Optometry's Identity Crisis

Christina M. Sorenson, OD


May 14, 2015

When I was a resident and during my first several years of practice, it was not uncommon for me to be asked, "So what do you do for the doctor?" In those years, most doctors were men, and women were support staff. I knew over time that this presumption would change as more and more women entered the healthcare environment with advanced degrees. Indeed, women now make up the leading proportion of graduates of many programs. One thing that has not changed over the years, however, is the general misunderstanding of the optometric profession.

When asked what I do for a living, if I answer, "I am an optometrist," my companion frequently says, "Oh, so you fit glasses." Or worse, I am favored with a glazed look that conveys, "Oh, snoozeville. What am I to say to that?" If I answer the question by saying, "I am an eye doctor," an entire conversation ensues, inclusive of my educational track and day-to-day tasks.

Over the decades following my graduation, optometric education has continued to strengthen, and work opportunities are now much broader.

The use of cutting-edge knowledge and equipment for evaluation and management of our patients has penetrated the profession across its spectrum. Optometrists are managing ocular disease and performing minor surgical procedures, while retaining strengths in our more traditional bailiwick of binocular vision, contact lenses, visual rehabilitation, and refractive evaluation. Yet the profession continues to be cursed by the ancient view of its breadth.

Moreover, we are stymied by state-by-state levels of licensure. I can perform surgery in one state but become persona non grata in a neighboring state. Is this diverse and potholed licensure causing a massive identity crisis? Certainly as a profession we are not doing our patients any service with this confusion.

• PROBLEMS TO SOLVE:
A - In the optometry essay, rewrite the text starting at "When asked what" and ending at "and day-to-day tasks.", replacing "glasses" with "spectacles".
B - Which areas does the optometry essay name as the profession's more traditional bailiwick?

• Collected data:
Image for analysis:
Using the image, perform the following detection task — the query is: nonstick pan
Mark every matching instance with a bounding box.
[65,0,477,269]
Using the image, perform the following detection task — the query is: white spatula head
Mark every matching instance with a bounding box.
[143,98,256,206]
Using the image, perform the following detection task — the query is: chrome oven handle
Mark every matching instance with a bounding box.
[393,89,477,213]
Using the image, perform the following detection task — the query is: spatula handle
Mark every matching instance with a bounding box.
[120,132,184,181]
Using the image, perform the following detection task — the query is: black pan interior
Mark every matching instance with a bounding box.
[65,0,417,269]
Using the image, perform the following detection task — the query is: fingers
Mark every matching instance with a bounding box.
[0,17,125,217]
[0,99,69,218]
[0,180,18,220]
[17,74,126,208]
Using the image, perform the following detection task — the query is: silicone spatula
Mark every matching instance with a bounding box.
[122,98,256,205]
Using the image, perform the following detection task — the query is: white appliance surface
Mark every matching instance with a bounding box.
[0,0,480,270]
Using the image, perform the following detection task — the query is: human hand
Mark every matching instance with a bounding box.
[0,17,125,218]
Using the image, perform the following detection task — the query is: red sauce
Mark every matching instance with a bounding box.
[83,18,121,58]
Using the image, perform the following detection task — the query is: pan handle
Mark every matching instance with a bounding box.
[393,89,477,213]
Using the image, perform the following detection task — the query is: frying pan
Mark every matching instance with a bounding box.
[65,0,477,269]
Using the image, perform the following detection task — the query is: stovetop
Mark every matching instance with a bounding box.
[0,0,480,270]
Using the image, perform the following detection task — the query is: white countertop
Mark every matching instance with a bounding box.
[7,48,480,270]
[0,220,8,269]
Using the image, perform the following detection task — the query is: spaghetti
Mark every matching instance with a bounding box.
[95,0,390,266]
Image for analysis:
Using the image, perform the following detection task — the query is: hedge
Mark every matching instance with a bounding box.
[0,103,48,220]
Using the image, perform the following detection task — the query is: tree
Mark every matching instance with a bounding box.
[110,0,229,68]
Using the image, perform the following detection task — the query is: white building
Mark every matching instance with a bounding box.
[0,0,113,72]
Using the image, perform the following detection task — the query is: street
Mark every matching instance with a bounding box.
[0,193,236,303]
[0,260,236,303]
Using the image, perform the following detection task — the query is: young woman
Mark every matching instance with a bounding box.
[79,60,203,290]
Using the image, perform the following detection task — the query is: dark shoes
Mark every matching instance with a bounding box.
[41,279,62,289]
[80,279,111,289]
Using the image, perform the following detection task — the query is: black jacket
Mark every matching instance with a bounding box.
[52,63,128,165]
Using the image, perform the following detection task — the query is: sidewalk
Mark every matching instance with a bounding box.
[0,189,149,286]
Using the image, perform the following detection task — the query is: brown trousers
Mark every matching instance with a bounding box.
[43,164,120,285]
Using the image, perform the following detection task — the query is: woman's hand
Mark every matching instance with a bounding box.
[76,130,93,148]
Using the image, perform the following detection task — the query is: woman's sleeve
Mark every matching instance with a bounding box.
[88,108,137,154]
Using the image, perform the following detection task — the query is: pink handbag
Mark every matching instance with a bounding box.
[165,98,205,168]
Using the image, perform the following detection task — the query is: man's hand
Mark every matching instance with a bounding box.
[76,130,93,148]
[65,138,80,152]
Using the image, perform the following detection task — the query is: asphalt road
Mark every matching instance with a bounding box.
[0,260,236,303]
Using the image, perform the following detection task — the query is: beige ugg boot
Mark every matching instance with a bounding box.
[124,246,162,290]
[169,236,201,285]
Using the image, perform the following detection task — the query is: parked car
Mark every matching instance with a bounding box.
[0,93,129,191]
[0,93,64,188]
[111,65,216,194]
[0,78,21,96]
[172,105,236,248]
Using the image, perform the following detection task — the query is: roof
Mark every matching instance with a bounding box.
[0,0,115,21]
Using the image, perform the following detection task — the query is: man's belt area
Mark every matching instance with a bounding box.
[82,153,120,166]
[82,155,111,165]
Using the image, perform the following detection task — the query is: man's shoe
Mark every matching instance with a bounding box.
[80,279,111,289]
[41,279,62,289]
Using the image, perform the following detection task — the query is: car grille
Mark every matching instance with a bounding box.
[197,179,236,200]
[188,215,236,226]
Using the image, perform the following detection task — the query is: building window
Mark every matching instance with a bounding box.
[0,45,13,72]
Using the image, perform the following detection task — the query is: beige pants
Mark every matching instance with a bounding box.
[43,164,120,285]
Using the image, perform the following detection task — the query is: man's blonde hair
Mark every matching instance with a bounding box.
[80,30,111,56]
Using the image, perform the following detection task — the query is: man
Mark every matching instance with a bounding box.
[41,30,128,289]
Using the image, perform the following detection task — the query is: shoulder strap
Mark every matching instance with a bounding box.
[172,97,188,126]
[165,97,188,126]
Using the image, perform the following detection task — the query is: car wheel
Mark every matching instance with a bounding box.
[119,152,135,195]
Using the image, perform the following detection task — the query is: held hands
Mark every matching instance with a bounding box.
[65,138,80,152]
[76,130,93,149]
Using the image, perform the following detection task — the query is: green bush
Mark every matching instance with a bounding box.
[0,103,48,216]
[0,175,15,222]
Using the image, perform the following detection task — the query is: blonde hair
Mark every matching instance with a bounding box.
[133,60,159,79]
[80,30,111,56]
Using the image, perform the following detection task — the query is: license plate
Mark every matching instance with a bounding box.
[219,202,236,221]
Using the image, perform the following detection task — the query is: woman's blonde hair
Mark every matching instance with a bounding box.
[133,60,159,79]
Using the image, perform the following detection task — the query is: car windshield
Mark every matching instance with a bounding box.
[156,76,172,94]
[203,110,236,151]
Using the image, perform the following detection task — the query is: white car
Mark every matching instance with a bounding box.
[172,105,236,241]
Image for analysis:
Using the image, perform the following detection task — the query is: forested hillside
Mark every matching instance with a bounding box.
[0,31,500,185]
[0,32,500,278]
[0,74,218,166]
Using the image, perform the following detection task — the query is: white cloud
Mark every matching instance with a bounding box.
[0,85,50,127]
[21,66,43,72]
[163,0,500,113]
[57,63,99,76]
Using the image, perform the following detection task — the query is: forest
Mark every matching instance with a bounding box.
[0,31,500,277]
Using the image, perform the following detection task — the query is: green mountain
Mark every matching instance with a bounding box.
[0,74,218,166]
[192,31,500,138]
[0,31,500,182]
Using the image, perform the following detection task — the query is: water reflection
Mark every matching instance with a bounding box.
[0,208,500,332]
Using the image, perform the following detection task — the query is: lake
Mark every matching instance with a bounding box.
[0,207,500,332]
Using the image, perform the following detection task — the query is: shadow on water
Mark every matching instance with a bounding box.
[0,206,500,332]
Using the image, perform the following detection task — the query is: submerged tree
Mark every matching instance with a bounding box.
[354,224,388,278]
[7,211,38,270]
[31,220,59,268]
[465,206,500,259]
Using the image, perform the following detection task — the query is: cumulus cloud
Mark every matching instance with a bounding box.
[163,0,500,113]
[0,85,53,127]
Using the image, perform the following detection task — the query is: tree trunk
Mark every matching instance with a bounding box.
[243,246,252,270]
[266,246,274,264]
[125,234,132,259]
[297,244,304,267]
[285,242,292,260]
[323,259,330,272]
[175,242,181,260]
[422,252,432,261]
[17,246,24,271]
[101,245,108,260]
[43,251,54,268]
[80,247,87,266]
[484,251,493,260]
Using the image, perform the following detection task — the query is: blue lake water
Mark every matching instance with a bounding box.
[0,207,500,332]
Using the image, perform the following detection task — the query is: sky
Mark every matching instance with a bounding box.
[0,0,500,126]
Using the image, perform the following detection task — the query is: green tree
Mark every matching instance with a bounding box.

• ANSWERS TO THE PROBLEMS:
A -
When asked what I do for a living, if I answer, "I am an optometrist," my companion frequently says, "Oh, so you fit spectacles." Or worse, I am favored with a glazed look that conveys, "Oh, snoozeville. What am I to say to that?" If I answer the question by saying, "I am an eye doctor," an entire conversation ensues, inclusive of my educational track and day-to-day tasks.

B -
- Binocular vision
- Contact lenses
- Visual rehabilitation
- Refractive evaluation